··· MATERIAL SUPPLIED

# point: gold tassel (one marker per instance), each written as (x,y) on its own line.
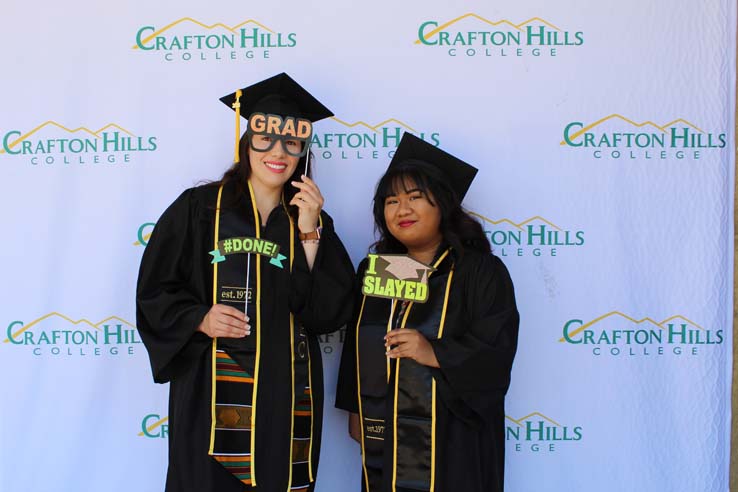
(237,106)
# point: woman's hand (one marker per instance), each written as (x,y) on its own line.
(225,321)
(411,344)
(309,201)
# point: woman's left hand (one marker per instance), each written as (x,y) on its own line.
(410,344)
(310,202)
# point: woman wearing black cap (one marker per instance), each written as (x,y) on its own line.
(426,382)
(238,279)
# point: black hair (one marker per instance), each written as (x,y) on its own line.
(459,229)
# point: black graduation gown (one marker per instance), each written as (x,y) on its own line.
(475,355)
(175,292)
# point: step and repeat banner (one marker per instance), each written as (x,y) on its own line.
(603,132)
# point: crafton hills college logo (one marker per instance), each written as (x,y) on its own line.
(339,139)
(472,35)
(617,334)
(538,433)
(57,335)
(535,236)
(51,143)
(189,40)
(618,137)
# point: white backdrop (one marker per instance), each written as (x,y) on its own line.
(604,136)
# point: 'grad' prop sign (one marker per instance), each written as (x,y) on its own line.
(265,129)
(237,245)
(396,277)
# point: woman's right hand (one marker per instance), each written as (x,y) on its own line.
(225,321)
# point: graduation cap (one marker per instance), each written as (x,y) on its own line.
(460,174)
(279,95)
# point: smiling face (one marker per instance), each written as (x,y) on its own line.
(272,168)
(412,216)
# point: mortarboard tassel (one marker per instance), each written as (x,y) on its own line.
(237,106)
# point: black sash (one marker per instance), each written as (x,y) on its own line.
(235,370)
(407,427)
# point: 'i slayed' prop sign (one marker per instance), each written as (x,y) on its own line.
(396,277)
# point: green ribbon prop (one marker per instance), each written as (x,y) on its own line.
(244,245)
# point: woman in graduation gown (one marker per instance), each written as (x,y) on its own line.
(425,382)
(235,333)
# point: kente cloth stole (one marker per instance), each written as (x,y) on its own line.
(409,387)
(235,363)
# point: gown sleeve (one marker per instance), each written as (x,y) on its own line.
(322,299)
(168,307)
(346,387)
(476,357)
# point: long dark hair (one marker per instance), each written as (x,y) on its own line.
(240,172)
(459,229)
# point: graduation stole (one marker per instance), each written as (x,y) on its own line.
(412,428)
(235,387)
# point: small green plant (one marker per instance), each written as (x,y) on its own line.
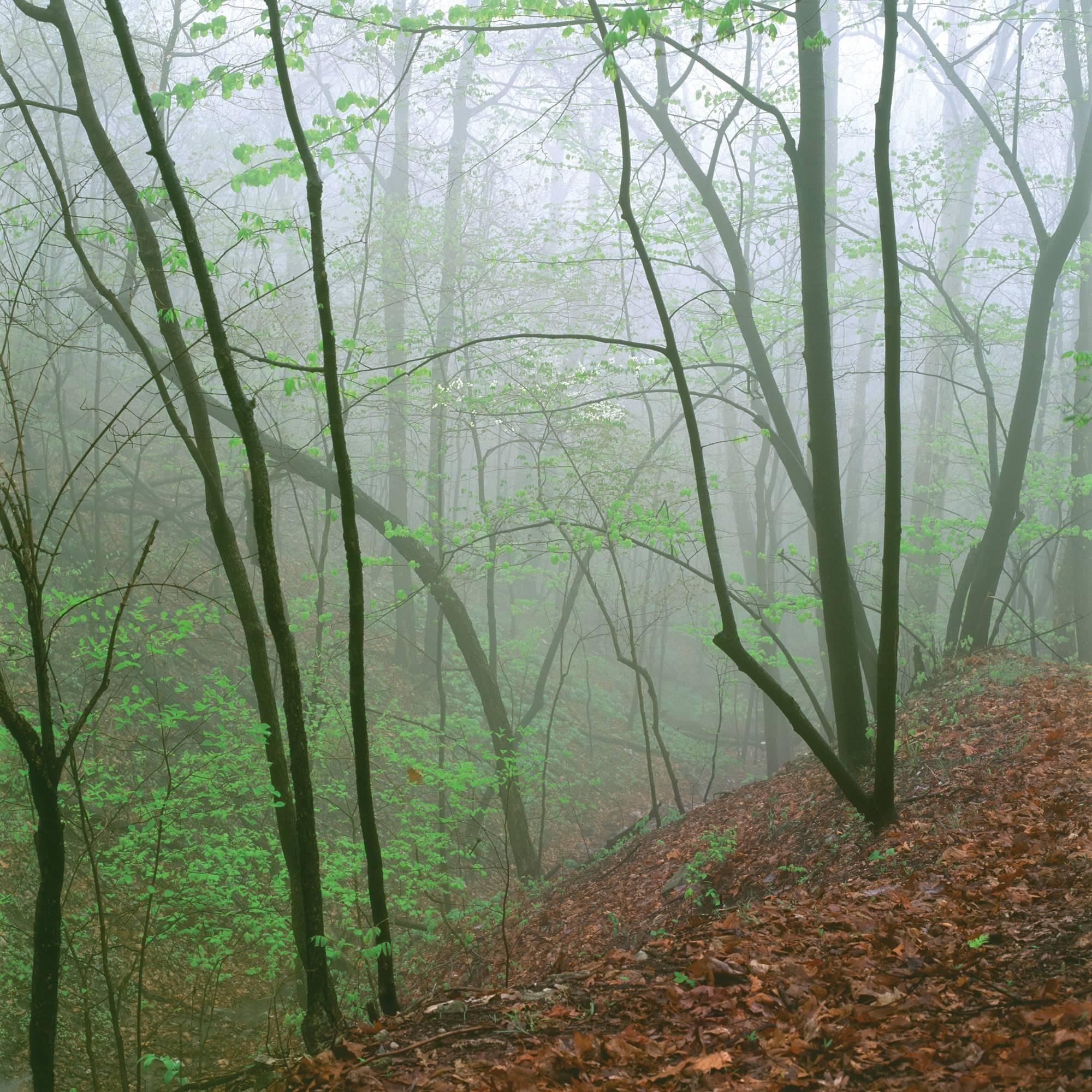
(883,858)
(799,873)
(718,846)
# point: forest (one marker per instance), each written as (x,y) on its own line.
(524,525)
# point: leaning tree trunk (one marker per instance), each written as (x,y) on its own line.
(810,179)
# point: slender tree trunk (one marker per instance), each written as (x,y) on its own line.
(46,969)
(180,370)
(323,1012)
(810,176)
(396,290)
(351,535)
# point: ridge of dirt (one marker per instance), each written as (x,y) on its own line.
(952,952)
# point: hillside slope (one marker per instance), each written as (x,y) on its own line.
(798,952)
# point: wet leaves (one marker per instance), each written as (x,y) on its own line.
(870,974)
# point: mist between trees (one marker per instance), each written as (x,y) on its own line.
(438,441)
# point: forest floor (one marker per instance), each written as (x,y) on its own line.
(798,951)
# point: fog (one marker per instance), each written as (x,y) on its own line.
(437,443)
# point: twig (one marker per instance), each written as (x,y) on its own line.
(432,1039)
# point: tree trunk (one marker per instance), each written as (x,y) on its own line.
(45,972)
(396,290)
(810,177)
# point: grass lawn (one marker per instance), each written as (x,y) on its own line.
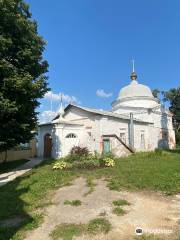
(25,195)
(8,166)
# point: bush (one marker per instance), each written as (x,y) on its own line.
(178,138)
(109,162)
(79,151)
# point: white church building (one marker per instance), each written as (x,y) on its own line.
(136,122)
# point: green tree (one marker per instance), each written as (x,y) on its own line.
(22,73)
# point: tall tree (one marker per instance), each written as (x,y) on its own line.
(173,96)
(22,73)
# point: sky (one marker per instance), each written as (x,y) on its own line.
(90,45)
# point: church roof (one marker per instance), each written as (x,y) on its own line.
(134,89)
(102,112)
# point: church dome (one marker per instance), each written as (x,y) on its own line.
(134,89)
(133,97)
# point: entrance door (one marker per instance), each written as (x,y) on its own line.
(106,146)
(47,146)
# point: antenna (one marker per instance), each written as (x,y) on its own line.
(51,101)
(133,65)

······

**PROBLEM DESCRIPTION:** Because only the text is wanted, repeat all the entries exactly and leave out the pictures.

**ANSWER BOX:**
# point: gold tassel (one marker per instance), each written as (x,y) on its own line.
(237,106)
# point: woman's hand (one marker per instance), each written as (x,y) on its own line.
(225,321)
(411,344)
(309,201)
# point: woman's left hand (one marker per instance), each written as (x,y) on its own line.
(410,344)
(310,202)
# point: woman wearing black cap (one marker per instance), each written as (x,y) on its own line.
(426,382)
(238,279)
# point: black hair (one marker per instance), each written as (x,y) on its own line.
(459,229)
# point: black graduation gown (one marker per instance), each written as (x,y) on its own line.
(475,355)
(175,292)
# point: step and repeat banner (one marker per instance), each written as (x,y) on its own line.
(603,132)
# point: crafton hills college logo (one marker per instance), each written as (x,y) on its own line.
(339,139)
(472,35)
(617,334)
(538,433)
(57,335)
(535,236)
(51,143)
(189,40)
(618,137)
# point: white backdrop (one marker per instance), each written as (x,y) on its own line.
(604,136)
# point: 'grad' prop sign (one marker per instance), each written as (x,y) on its own line.
(265,129)
(237,245)
(396,277)
# point: woman's right hand (one marker per instance), each written as (x,y) on its own line.
(225,321)
# point: graduation cap (one marker per instance), each written as (x,y) on its own line.
(460,174)
(279,95)
# point: smiling face (one marker per instance), each written as (x,y) on its own line.
(272,168)
(412,216)
# point: mortarboard tassel (one marker per instance), each written as (x,y) on its own line.
(237,106)
# point: black sash (one marker per instance), each written as (x,y) on its own line.
(235,370)
(407,427)
# point: 'i slayed' prop sign (one marker per instance), each written as (x,y) on its own line.
(396,277)
# point: green ribbon prop (one marker per instance), each written as (x,y) on its own line.
(244,245)
# point: woman in graduation gown (one marker per instance), each written as (x,y) on its own line.
(425,382)
(235,333)
# point: kente cloth stole (one marker per instance), each written as (x,y) on its own line.
(409,387)
(235,363)
# point: gown sleeve (one marker per instance), each written as (x,y) on its own line.
(322,299)
(168,307)
(346,387)
(476,357)
# point: long dark hair (one marker per instance), each written as (x,y) on its own line.
(240,172)
(459,229)
# point: graduation stole (one marker per instance), each written as (x,y) on its own line.
(412,428)
(235,387)
# point: small green plant (one marker per instance), each written as (x,y) on its own line.
(883,858)
(799,873)
(718,846)
# point: forest (one marker per instance), each written as (x,y) on its own line.
(524,525)
# point: leaning tree trunk (one marker per instance), each written as (x,y) on its own line.
(810,179)
# point: slender tree trunk (one marker per instance), each written as (x,y) on its own line.
(46,969)
(180,370)
(323,1012)
(810,176)
(396,290)
(351,535)
# point: ridge of dirt (one marker per instance), each written as (x,y) on its own line.
(952,952)
# point: hillside slope (one marker per instance), each written as (x,y) on its own line.
(798,952)
# point: wet leaves (one marker per instance), each written as (x,y) on its own line.
(870,974)
# point: mist between trees (one marker per instance), each written as (x,y) on its own line.
(438,441)
# point: forest floor (one marker per instance), each written as (x,y) on its own line.
(798,951)
# point: fog (one marker per instance), each written as (x,y) on its own line.
(437,443)
# point: twig (one marker per instance), each written as (x,y) on its own line.
(432,1039)
# point: tree trunk (one marker per instance), each written as (x,y) on its own line.
(45,972)
(396,290)
(810,177)
# point: grass lawn (one marker per instance), each written as (x,y) on its own line.
(25,195)
(8,166)
# point: bush (one marker per instance), each written as (x,y) on its own line.
(178,138)
(109,162)
(79,151)
# point: white church building (one marker per instance), each written as (x,y) on its own line.
(136,122)
# point: green tree (one marker per instance), each written as (x,y) on its own line.
(22,73)
# point: tall tree (one marker per instance), each written as (x,y) on its own line.
(173,96)
(22,73)
# point: sky (one marker per instance), each written as (x,y) on its own line.
(90,45)
# point: church roof (one marker per instance), each written as (x,y) on its own line.
(134,89)
(102,112)
# point: church dome (one marker per instance), each written as (x,y) on its own line.
(134,89)
(133,97)
# point: entrance door (one marker per instance), each written as (x,y) on its own line.
(106,146)
(47,146)
# point: antenna (one marker per instance), each written as (x,y) on its own line.
(51,101)
(133,65)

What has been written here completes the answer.